### Texto propuesto
El sonido de algunas palabras me cautivaba de una manera inexplicable. Siguiendo con esta fórmula, quizá un empeño
manco para rebautizar el mundo, todos los pájaros pasaron a llamarse alipálidos, las nubes, núboles, y los distintos sonidos, que
arbitrariamente decidí como los propios para reconocer las cosas, con el tiempo
se fueron transformando en inesperados generadores de sentidos para así
enfrentar la realidad —y empezar a descubrir que hablamos en un lenguaje que no
existe. Sin quererlo me convertí en traductor y, siendo muy joven, empecé a
intuir, aunque de un modo incipiente, a la poesía como el arte de la traducción
de lo invisible—pero esto recién lo comprobaría muchos años después.
Mi nonno, Onorio
Ferrero, representaba para mí a la sabiduría. En su estudio uno podía encontrar
incluso textos incunables, escritos en sánscrito, esperanto y chino
mandarín. Onorio dominaba once idiomas,
lenguas muertas incluidas, y en aquel recinto—casi un templo para mí—sobre un
atril de caoba, como uno de esos que encontramos en el altar de ciertas
iglesias, descansaba un libro voluminoso, el cual parecía custodiar celosamente
el lugar. Su canto era de color granate oscuro y revelaba su título grabado en
letras relucientes de pan de oro. La edición del mismo era de 1832.

### Datos del listado

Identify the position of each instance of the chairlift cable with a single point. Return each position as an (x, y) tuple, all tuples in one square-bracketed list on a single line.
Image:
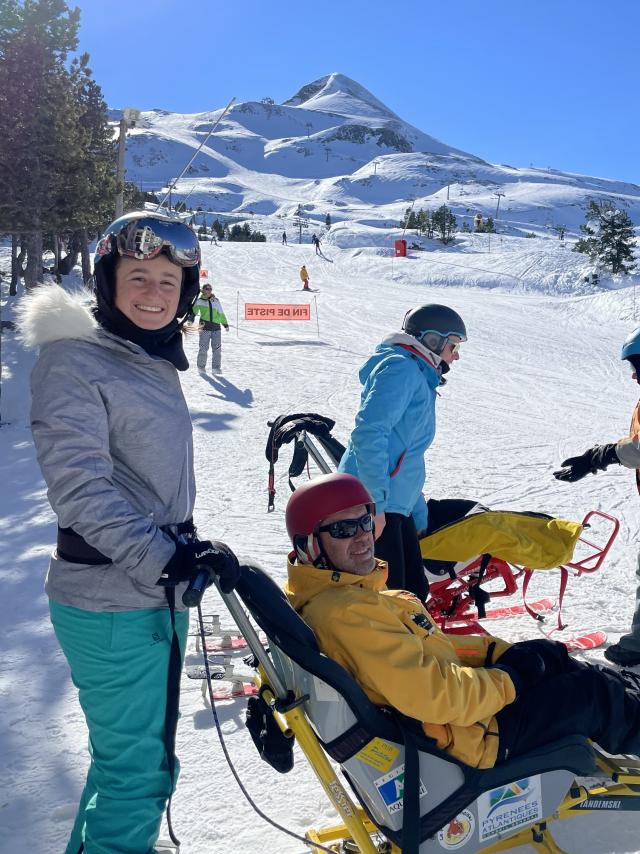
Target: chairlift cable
[(173, 183)]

### Consigna
Sustituye "traductor" por "intérprete" en el pasaje del texto que se abre con las palabras "El sonido de" y se cierra con "muchos años después.", y copia ese pasaje con el cambio hecho. El listado es un material aparte, sin relación con el texto.

### Tarea resuelta
El sonido de algunas palabras me cautivaba de una manera inexplicable. Siguiendo con esta fórmula, quizá un empeño
manco para rebautizar el mundo, todos los pájaros pasaron a llamarse alipálidos, las nubes, núboles, y los distintos sonidos, que
arbitrariamente decidí como los propios para reconocer las cosas, con el tiempo
se fueron transformando en inesperados generadores de sentidos para así
enfrentar la realidad —y empezar a descubrir que hablamos en un lenguaje que no
existe. Sin quererlo me convertí en intérprete y, siendo muy joven, empecé a
intuir, aunque de un modo incipiente, a la poesía como el arte de la traducción
de lo invisible—pero esto recién lo comprobaría muchos años después.